Tipico artigianato dei Dogon (molto ricercato dagli antiquari occidentali): una scala (io la usavo quando la sera salivo sui tetti delle case a dormire perché faceva meno caldo che dentro le case) e una porta.
Il ricordo che ho di quelle notti sono le zanzare di notte e all’alba il rumore delle mosche che arrivavano a sostituire le zanzare...
 La loro vita è costellata di feste e cerimonie, riservate esclusivamente agli uomini, di cui la più importante è il Segui, che si celebra ogni 60 anni per festeggiare la fine e l’inizio di un ciclo di vita, quando la stella Sirio compare in un punto preciso del cielo.”


Dice Marco Aime, antropologo e grande conoscitore dei Dogon:

l’attività scultorea per la quale questo popolo è diventato famoso, è un’arte totalmente intrisa di religiosità. Le statue lignee rappresentano spesso la dea madre, evocano la fertilità e la sacralità della natura. Le opere più antiche sono state portate via dai collezionisti europei, ma gli artigiani locali le hanno riprodotte e inserite anche nelle abitazioni.

### [SU COSA LAVORARE]
Cita dal testo sui Dogon qui sopra tutto ciò che va da "La loro vita" giù fino a "anche nelle abitazioni.", senza cambiare nulla.

### [Voci di punti etichettati]
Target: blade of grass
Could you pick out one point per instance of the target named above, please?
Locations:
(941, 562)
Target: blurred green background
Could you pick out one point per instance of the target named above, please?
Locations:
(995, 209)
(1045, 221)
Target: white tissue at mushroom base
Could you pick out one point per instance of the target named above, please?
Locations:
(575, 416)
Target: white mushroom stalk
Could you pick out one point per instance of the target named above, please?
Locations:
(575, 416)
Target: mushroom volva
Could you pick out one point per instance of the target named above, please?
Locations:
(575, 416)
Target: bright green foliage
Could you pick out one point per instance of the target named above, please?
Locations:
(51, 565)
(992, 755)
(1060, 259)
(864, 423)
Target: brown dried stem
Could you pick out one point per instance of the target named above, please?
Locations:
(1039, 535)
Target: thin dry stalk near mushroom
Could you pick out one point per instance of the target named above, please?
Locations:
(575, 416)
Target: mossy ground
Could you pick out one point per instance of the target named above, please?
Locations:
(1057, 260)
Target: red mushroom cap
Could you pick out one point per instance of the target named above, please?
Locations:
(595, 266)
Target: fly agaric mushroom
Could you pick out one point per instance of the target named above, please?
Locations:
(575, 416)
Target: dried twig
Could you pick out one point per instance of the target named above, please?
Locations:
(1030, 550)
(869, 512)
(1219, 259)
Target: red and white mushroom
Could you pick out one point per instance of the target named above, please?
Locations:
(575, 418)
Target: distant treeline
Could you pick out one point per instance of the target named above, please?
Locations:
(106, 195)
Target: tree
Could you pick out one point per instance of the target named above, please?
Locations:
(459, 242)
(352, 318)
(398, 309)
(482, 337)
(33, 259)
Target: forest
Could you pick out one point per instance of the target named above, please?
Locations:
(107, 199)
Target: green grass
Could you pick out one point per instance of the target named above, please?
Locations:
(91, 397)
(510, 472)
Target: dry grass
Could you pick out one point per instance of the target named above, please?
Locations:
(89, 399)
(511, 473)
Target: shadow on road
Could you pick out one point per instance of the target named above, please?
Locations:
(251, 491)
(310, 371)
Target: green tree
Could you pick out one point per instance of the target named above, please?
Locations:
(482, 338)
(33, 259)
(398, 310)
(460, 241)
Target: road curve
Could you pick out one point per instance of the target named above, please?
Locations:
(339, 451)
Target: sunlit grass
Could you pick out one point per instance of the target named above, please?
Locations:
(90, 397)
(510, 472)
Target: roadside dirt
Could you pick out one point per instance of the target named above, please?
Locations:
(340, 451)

### [RISPOSTA]
La loro vita è costellata di feste e cerimonie, riservate esclusivamente agli uomini, di cui la più importante è il Segui, che si celebra ogni 60 anni per festeggiare la fine e l’inizio di un ciclo di vita, quando la stella Sirio compare in un punto preciso del cielo.”


Dice Marco Aime, antropologo e grande conoscitore dei Dogon:

l’attività scultorea per la quale questo popolo è diventato famoso, è un’arte totalmente intrisa di religiosità. Le statue lignee rappresentano spesso la dea madre, evocano la fertilità e la sacralità della natura. Le opere più antiche sono state portate via dai collezionisti europei, ma gli artigiani locali le hanno riprodotte e inserite anche nelle abitazioni.